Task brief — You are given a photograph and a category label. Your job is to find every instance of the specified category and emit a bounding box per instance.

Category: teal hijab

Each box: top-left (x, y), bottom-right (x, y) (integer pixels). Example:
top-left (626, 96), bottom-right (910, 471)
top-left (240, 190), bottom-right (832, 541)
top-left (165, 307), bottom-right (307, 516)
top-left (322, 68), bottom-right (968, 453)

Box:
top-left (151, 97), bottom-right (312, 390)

...

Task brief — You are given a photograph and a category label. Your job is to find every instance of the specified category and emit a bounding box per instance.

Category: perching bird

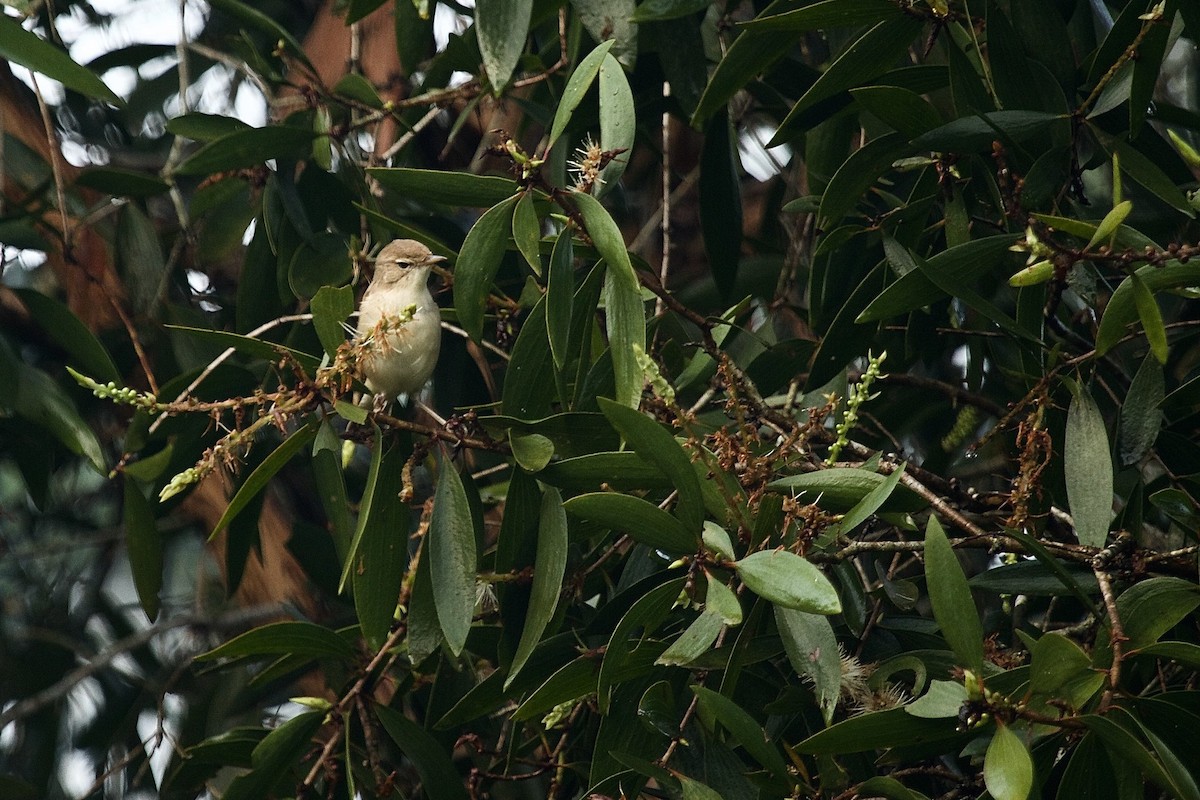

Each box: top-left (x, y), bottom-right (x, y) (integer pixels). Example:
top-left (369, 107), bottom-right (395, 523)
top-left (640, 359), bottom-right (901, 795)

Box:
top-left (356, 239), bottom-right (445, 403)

#### TASK TO CARRY OUT:
Report each line above that contains the string "right". Case counts.

#### TASK OUTPUT:
Each box: top-left (x, y), bottom-right (x, y) (integer pixels). Example:
top-left (626, 96), bottom-right (910, 471)
top-left (240, 190), bottom-right (832, 541)
top-left (165, 307), bottom-right (307, 516)
top-left (322, 68), bottom-right (968, 453)
top-left (151, 97), bottom-right (312, 390)
Each box: top-left (x, y), bottom-right (x, y) (integer pixels). Example:
top-left (369, 107), bottom-right (395, 523)
top-left (640, 359), bottom-right (901, 795)
top-left (356, 239), bottom-right (445, 403)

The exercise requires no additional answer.